--- Source information Enclosed Below ---
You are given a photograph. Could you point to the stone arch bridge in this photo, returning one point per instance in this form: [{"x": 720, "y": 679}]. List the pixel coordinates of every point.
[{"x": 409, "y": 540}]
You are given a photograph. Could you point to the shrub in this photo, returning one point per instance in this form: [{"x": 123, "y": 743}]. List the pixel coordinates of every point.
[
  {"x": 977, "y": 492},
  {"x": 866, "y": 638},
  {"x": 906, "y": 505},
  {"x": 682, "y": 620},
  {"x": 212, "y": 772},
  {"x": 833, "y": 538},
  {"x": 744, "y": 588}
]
--- End of Enclosed Source information ---
Problem description: Reproduce every line of the data verbatim.

Task output:
You are given a photograph. Could you point to the stone arch bridge in this photo, returning one point per instance in this form: [{"x": 720, "y": 679}]. List the pixel coordinates of every point.
[{"x": 409, "y": 540}]
You are given a photograph. Could you point to the shrub in this photo, returning one point per instance in this form: [{"x": 123, "y": 743}]. List the pixel coordinates of every point.
[
  {"x": 977, "y": 492},
  {"x": 866, "y": 638},
  {"x": 906, "y": 505},
  {"x": 682, "y": 620},
  {"x": 212, "y": 772},
  {"x": 833, "y": 538},
  {"x": 744, "y": 588}
]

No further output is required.